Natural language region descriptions
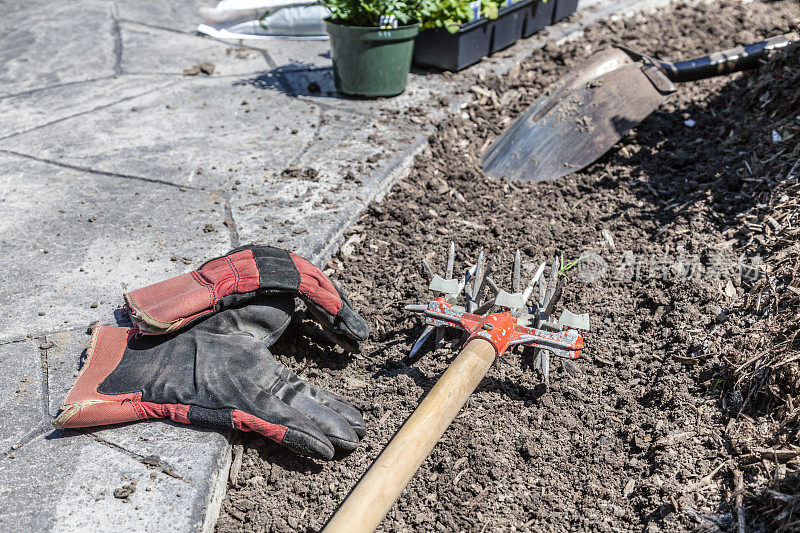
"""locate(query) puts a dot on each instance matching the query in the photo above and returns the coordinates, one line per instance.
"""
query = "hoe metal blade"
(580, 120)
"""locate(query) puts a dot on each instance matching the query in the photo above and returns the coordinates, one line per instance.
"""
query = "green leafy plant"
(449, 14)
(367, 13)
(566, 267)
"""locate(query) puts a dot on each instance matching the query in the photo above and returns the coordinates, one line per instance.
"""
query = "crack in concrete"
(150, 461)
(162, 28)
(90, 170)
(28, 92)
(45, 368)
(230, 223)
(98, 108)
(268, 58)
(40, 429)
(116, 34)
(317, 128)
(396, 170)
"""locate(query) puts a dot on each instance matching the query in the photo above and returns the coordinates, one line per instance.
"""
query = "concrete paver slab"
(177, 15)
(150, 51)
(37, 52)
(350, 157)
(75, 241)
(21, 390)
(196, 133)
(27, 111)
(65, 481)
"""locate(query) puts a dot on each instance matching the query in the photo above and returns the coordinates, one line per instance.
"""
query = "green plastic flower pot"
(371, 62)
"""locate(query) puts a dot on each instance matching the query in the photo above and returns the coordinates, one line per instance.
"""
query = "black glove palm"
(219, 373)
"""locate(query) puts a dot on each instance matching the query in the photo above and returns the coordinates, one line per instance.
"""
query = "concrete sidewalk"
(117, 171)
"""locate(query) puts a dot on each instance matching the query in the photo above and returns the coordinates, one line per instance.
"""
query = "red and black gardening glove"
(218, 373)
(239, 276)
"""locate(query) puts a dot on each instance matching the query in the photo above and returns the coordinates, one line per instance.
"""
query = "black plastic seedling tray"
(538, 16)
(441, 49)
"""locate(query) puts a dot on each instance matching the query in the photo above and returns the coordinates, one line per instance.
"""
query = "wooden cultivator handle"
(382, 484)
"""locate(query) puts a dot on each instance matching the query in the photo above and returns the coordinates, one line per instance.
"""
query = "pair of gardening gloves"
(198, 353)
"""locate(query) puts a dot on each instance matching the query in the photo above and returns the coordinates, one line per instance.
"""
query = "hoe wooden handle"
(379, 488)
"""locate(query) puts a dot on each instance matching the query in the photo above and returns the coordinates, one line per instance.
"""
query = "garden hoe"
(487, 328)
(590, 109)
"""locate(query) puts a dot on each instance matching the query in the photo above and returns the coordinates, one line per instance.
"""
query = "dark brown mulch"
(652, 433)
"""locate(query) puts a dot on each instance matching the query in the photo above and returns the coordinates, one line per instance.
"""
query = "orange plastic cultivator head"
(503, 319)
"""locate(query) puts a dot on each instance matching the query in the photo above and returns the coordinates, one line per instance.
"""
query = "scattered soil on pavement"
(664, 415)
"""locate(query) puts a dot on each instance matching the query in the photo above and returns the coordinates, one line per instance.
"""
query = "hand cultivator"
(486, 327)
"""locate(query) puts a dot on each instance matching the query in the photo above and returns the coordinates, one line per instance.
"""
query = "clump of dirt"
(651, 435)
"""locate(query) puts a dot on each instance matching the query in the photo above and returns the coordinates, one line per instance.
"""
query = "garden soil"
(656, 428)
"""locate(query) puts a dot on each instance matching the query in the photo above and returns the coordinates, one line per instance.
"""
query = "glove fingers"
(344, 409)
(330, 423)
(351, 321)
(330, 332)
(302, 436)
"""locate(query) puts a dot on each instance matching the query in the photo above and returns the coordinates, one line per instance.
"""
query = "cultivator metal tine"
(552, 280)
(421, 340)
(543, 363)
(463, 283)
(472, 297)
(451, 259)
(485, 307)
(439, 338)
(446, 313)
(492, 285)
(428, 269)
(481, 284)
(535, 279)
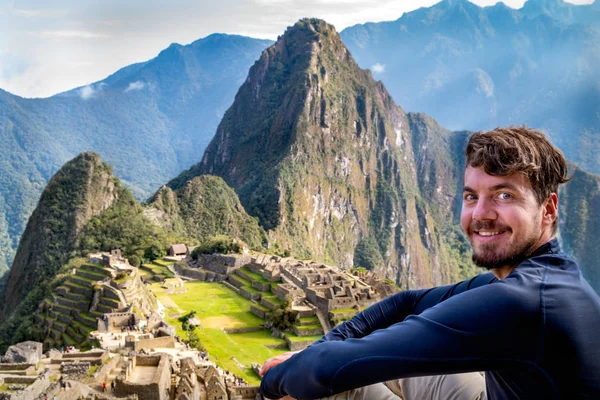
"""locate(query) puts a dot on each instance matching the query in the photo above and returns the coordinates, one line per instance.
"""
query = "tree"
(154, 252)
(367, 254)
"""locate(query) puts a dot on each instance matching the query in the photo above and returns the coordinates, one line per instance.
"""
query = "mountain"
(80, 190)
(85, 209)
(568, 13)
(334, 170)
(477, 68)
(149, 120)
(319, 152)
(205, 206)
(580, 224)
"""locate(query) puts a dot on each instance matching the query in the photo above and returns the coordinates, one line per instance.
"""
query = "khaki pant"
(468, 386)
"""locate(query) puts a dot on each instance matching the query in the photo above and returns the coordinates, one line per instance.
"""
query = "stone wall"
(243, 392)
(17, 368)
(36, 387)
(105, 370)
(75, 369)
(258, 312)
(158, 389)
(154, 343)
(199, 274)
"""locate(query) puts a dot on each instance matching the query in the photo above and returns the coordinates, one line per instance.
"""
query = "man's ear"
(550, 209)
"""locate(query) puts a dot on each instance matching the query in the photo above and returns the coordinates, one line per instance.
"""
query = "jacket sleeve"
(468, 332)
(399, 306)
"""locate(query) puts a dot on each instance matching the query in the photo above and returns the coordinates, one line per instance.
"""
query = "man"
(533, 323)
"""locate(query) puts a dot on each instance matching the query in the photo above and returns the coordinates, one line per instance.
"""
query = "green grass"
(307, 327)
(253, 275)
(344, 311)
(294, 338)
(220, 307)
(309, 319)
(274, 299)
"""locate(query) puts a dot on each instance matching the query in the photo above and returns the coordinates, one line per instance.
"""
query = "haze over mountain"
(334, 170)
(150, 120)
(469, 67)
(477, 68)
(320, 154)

» **Task statement**:
Could you transcribe all of the data exactly and omit the pictures?

» **Response area**:
"""locate(query) puts a dot on each instance matching the query in the photo above and returns the coordinates, one line per instance.
"""
query = "hoe metal blade"
(580, 120)
"""locate(query) puts a dot on each instance matching the query in the photo above and returns the coordinates, one line per instance.
"""
query = "green leafy plant"
(449, 14)
(367, 13)
(566, 267)
"""locate(query) puts a dot on each instance matching the query in the photo above and returns the coordinates, one line per instance.
"""
query = "crack in concrete"
(150, 461)
(162, 28)
(90, 170)
(28, 92)
(45, 368)
(230, 223)
(98, 108)
(268, 58)
(40, 429)
(116, 34)
(317, 128)
(396, 170)
"""locate(query) puts a dot on each instance matching the query in the photo above and returns the coordinates, one line per instance.
"""
query = "concrete paver slab"
(177, 15)
(150, 51)
(37, 52)
(350, 157)
(75, 241)
(21, 390)
(196, 133)
(27, 111)
(65, 481)
"""locate(query) puts a dot on each instance matching the query in the photo above and returns the coordinates, one line per instance.
"""
query = "green plastic flower pot"
(371, 62)
"""locate(query) puts a dot on each instance matching the query in the photo above and returns the coordinates, one line per instance.
"""
query = "black glove palm"
(219, 373)
"""locate(query) puts a dot on each instance matching the query in the photo above and returns the coordinates, one line per instance.
"""
query = "concrete sidewalk"
(117, 171)
"""locate(query) puts a dot on each instance matching the query in the photo above and returns the coordinates, one line per instance.
"""
query = "red and black gardening glove"
(218, 373)
(239, 276)
"""locate(query) puts a dot on each instance matching the query in the photo above and returns the coordinates, one line per instance.
"""
query = "black plastic seedling tray"
(538, 16)
(441, 49)
"""locate(query) puts a dot on each instance matching the query in the photo above and returns the coordinates, one line per instance.
"""
query = "wooden cultivator handle"
(382, 484)
"""locate(query) puts a dot on each instance matching the query in the photo above and returns the coordinates, one line per instance.
"""
query = "pair of gardening gloves"
(198, 353)
"""locate(query) puts a dot on each instance matching the query in the photo above and returns the coordinates, one line per instance.
"""
query = "hoe wooden handle"
(379, 488)
"""locate(query) puts a dot on each instance matching the query in the photo above and returns the coordinates, one line per instance.
"""
query = "garden hoe"
(487, 328)
(590, 109)
"""locate(query) puts a dot on each instance matching the query in the photo above and returns the coordinates, one line per instance.
"""
query = "dark brown mulch"
(652, 433)
"""locate(query) puts a dot on each instance matching the query in the photo above and returns the coordinates, one line per instance.
"""
query = "orange plastic cultivator head"
(503, 319)
"""locate(query) puts a dot on each instance matching the query in the photo above and returns the coordinates, one line per instance.
"""
query = "scattered soil on pavement"
(664, 415)
"""locate(query) puts a dot on each instance matching the query in the photo above and returns the coordinates, one line per instance.
"""
query = "hand cultivator"
(486, 327)
"""locate(query) puts a dot on each instance matching the query in the photo above and returns the coordinates, one line per instance.
"""
query = "clump of dirt"
(651, 435)
"""locate(query) puts a dot on each instance matching the query in the photo above and returns the coordinates, one line per instance.
"""
query = "garden soil"
(656, 428)
"""locate(query) puts a dot on each instance matching the query in the photo above and returns the coordinates, one line per instance.
"""
query = "glove fingers"
(344, 409)
(330, 423)
(351, 321)
(330, 332)
(302, 436)
"""locate(query) puts a dot on each instance matching the query in the photo above and returns the coordinates, one line per instance.
"""
query = "cultivator metal tine"
(552, 280)
(421, 340)
(543, 363)
(463, 283)
(472, 297)
(451, 259)
(485, 307)
(439, 338)
(446, 313)
(492, 285)
(428, 269)
(481, 284)
(535, 279)
"""locate(query) puts a dot on each instance matching the query in the photo above and returns the coordinates, one line per instance.
"""
query = "tree"
(154, 252)
(367, 254)
"""locate(query) puts a dot on each instance matching the query in the photo above and returns the coordinates, one line per instance.
"""
query = "mountain"
(80, 190)
(85, 209)
(568, 13)
(334, 170)
(477, 68)
(149, 120)
(319, 152)
(205, 206)
(580, 224)
"""locate(query) puts a dot on each instance matching the query in the photo above and returns the coordinates, one line per instance.
"""
query = "khaki pant"
(468, 386)
"""locate(query) puts a dot on each instance matching the query in the photo above and returns the coordinates, one line per instance.
"""
query = "stone wall"
(243, 392)
(17, 368)
(36, 387)
(105, 370)
(75, 369)
(258, 312)
(158, 389)
(154, 343)
(199, 274)
"""locate(query) puts a dot on each instance matching the query in the photo above and returns the coordinates, one line per instance.
"""
query = "man's ear"
(550, 209)
"""locate(query) puts a dot on each instance matching the query in the photo above and returns the coordinates, one line per instance.
"""
query = "jacket sleeve"
(468, 332)
(399, 306)
"""locate(query) puts a dot on each instance matching the query in the photo above and returns the coordinates, one line per instance.
"""
query = "man"
(533, 323)
"""locate(query) puts a dot on each instance matching the query in the photo above and returns the coordinates, one line per instance.
"""
query = "green grass"
(307, 327)
(253, 275)
(344, 311)
(294, 338)
(220, 307)
(309, 319)
(274, 299)
"""locate(query) puts a dot on each instance matching the query in the photo above and returns the coordinates, one line per instance.
"""
query = "haze over mountain"
(334, 170)
(150, 120)
(469, 67)
(477, 68)
(320, 154)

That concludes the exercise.